## SUPPLIED INFORMATION
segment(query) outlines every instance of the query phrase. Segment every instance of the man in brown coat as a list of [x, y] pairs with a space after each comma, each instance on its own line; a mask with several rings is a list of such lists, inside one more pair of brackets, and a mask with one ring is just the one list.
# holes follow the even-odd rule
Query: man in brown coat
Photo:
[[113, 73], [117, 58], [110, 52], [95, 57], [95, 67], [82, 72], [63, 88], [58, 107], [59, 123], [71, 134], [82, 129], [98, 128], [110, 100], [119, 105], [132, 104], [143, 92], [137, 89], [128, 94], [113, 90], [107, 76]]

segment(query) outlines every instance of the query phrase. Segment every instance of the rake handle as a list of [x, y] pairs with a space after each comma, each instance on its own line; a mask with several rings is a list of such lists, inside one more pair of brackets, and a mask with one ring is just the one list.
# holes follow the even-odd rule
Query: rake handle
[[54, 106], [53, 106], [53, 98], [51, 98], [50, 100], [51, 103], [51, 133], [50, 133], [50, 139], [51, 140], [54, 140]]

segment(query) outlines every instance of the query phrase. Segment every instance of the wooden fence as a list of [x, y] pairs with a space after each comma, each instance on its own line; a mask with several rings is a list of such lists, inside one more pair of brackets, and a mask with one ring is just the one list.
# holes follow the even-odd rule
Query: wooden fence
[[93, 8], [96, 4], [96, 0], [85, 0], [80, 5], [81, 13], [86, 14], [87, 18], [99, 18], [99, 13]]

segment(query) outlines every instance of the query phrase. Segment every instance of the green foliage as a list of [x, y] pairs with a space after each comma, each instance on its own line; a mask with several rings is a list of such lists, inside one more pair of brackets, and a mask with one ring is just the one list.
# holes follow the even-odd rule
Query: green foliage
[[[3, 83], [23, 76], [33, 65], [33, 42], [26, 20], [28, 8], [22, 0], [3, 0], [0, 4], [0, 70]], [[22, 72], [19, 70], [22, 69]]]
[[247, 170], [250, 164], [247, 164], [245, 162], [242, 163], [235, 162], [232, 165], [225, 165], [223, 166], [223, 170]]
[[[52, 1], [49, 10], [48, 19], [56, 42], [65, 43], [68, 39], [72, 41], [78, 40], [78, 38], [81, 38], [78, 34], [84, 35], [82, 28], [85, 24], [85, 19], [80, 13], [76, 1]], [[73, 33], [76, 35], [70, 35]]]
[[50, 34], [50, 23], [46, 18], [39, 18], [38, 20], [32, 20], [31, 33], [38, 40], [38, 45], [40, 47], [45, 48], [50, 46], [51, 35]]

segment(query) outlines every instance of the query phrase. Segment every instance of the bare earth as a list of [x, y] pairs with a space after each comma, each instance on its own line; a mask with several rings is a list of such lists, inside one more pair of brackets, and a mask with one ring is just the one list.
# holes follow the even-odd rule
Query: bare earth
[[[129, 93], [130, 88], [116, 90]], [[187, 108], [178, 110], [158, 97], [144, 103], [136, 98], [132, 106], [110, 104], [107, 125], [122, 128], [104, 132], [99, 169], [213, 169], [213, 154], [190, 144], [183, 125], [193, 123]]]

...

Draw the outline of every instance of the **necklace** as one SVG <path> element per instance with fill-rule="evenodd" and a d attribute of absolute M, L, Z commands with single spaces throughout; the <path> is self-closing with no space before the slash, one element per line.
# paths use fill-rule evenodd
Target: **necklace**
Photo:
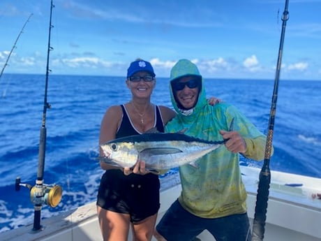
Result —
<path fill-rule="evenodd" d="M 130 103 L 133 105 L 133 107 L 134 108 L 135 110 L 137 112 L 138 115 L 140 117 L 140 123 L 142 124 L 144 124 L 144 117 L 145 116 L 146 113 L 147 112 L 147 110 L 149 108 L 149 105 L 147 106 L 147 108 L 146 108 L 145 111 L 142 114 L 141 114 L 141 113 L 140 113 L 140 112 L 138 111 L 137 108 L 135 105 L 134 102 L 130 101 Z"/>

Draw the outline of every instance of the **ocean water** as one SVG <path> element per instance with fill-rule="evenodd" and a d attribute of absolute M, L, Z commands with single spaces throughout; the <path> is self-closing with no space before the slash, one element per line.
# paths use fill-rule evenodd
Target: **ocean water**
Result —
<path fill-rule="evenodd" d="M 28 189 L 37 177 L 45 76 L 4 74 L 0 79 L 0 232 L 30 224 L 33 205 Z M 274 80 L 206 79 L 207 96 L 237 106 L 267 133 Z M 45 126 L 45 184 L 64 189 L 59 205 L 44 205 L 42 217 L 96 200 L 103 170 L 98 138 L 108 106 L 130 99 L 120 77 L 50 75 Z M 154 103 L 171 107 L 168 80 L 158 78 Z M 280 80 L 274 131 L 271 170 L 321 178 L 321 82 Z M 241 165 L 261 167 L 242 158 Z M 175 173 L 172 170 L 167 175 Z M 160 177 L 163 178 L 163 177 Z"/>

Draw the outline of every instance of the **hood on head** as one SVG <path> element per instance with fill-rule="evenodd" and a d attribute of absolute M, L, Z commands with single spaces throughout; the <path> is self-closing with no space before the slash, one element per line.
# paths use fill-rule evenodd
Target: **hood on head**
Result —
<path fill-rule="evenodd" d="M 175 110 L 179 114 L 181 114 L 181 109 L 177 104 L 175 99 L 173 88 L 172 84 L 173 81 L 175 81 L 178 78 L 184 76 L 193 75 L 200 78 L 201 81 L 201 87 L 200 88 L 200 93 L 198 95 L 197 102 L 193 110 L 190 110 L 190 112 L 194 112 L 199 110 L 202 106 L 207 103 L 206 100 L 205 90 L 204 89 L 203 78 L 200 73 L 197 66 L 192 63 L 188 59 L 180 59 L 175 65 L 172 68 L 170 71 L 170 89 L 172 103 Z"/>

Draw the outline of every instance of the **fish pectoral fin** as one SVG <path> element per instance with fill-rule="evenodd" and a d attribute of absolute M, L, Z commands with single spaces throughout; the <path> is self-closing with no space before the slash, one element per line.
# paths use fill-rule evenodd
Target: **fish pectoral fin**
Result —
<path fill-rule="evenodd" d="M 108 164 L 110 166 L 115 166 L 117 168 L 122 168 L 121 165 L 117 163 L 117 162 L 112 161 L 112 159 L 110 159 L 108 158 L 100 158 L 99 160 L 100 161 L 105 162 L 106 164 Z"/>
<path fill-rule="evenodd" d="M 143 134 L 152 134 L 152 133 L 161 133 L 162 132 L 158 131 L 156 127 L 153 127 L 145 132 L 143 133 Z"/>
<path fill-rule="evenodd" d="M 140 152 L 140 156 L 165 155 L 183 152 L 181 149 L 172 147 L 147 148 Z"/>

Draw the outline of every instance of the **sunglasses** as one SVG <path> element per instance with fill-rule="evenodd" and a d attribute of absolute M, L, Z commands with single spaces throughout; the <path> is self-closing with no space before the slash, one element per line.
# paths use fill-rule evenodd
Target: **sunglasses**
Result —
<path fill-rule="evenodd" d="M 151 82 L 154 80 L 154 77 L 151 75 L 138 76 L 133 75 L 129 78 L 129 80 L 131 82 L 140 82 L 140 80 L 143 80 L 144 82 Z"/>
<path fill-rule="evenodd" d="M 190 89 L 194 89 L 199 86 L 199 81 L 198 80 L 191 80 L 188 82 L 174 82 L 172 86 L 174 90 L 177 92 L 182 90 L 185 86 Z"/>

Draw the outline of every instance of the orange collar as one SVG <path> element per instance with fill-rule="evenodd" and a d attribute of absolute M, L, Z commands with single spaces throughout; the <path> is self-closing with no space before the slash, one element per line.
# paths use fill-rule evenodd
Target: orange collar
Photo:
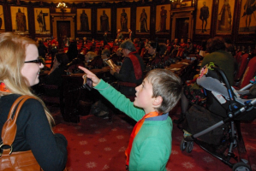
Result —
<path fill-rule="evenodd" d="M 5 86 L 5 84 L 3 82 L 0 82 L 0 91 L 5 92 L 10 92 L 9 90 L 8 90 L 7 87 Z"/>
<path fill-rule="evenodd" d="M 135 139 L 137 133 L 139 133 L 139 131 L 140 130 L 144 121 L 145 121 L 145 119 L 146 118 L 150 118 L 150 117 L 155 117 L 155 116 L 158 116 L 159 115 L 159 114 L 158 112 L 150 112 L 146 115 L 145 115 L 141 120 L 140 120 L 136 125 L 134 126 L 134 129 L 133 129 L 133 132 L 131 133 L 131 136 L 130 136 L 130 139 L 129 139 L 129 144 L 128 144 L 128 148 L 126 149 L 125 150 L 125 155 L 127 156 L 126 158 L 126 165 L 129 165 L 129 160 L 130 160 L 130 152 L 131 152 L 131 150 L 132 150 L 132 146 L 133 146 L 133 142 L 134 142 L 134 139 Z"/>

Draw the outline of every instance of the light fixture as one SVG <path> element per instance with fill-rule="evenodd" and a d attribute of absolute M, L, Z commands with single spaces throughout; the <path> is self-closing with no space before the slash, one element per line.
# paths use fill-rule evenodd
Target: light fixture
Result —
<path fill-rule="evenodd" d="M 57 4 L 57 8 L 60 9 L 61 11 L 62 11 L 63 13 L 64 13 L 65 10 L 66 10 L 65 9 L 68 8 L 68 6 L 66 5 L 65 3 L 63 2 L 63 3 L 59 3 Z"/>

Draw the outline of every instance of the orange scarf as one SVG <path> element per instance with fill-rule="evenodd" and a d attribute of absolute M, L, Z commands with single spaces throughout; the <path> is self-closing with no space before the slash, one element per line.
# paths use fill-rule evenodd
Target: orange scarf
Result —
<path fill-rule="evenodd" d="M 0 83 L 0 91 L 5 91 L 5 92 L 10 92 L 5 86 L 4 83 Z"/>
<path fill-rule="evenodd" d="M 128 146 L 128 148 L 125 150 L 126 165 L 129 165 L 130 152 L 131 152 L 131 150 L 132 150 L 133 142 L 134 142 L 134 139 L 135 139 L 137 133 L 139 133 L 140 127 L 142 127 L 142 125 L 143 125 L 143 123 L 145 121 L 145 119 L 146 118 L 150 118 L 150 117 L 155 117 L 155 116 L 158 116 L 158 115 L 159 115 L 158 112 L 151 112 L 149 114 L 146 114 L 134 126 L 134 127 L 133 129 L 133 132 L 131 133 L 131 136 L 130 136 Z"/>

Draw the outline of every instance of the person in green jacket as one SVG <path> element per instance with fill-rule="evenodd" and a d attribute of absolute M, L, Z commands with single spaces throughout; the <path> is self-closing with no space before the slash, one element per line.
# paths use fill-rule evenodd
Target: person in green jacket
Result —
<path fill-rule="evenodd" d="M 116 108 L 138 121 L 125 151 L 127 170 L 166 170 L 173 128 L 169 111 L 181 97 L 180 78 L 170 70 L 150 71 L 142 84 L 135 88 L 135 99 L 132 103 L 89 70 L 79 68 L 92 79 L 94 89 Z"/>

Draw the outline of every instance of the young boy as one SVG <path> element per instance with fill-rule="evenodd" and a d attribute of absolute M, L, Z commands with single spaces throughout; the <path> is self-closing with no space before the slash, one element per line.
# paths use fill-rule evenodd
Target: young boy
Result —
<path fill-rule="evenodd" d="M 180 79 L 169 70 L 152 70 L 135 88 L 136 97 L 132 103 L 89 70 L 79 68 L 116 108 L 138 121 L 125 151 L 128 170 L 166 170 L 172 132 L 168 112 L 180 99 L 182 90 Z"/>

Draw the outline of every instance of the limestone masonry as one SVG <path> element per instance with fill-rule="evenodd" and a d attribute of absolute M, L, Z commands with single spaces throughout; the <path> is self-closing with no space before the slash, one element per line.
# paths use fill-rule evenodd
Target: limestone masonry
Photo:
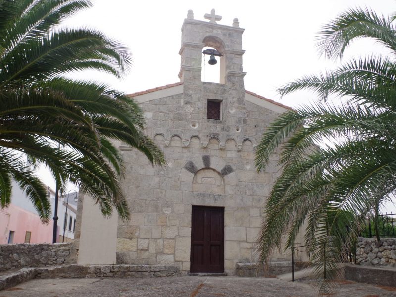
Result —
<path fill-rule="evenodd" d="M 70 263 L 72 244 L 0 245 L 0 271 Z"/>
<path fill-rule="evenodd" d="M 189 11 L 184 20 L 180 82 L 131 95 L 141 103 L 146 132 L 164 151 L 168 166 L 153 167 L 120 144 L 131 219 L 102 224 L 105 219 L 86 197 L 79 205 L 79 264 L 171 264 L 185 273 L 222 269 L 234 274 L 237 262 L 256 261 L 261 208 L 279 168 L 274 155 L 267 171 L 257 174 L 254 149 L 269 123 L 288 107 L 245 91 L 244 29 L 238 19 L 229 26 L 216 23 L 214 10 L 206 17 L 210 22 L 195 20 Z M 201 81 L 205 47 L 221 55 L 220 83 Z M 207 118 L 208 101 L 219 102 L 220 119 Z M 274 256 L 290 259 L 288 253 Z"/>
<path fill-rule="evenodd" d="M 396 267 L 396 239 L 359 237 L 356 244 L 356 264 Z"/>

## STATED EXERCISE
Convert the rows from the line that contains "Draw the outline of every instance of the **fish" through the line that contains "190 89 L 194" into a two-column CSV with the headers instruction and output, one CSV line per row. Put each row's text and its answer in separate quoted fields, replacing line breaks with spaces.

## REPLY TO THE TASK
instruction,output
"Draw the outline of every instance of the **fish pectoral fin** as one SVG <path> element per instance with fill-rule=""evenodd"" and a d attribute of absolute M, L, Z commands with single spaces throughout; the <path> is self-closing with no space before the slash, one element per line. # paths use fill-rule evenodd Target: **fish pectoral fin** Result —","<path fill-rule=""evenodd"" d=""M 108 164 L 110 166 L 115 166 L 117 168 L 122 168 L 121 165 L 117 163 L 117 162 L 112 161 L 112 159 L 110 159 L 108 158 L 100 158 L 99 160 L 100 161 L 105 162 L 106 164 Z""/> <path fill-rule=""evenodd"" d=""M 143 134 L 152 134 L 152 133 L 161 133 L 162 132 L 158 131 L 156 127 L 153 127 L 145 132 L 143 133 Z""/> <path fill-rule=""evenodd"" d=""M 140 152 L 140 156 L 165 155 L 183 152 L 181 149 L 172 147 L 147 148 Z""/>"
"Draw the outline of every instance of the **sunglasses** as one SVG <path> element per instance with fill-rule=""evenodd"" and a d attribute of absolute M, L, Z commands with single spaces throughout; the <path> is self-closing with no space before the slash, one element per line. # paths use fill-rule evenodd Target: **sunglasses** Result —","<path fill-rule=""evenodd"" d=""M 151 82 L 154 80 L 154 77 L 151 75 L 138 76 L 133 75 L 129 78 L 129 80 L 131 82 L 140 82 L 140 80 L 143 80 L 144 82 Z""/> <path fill-rule=""evenodd"" d=""M 190 89 L 194 89 L 199 86 L 199 81 L 198 80 L 191 80 L 188 82 L 174 82 L 172 86 L 174 90 L 177 92 L 182 90 L 185 86 Z""/>"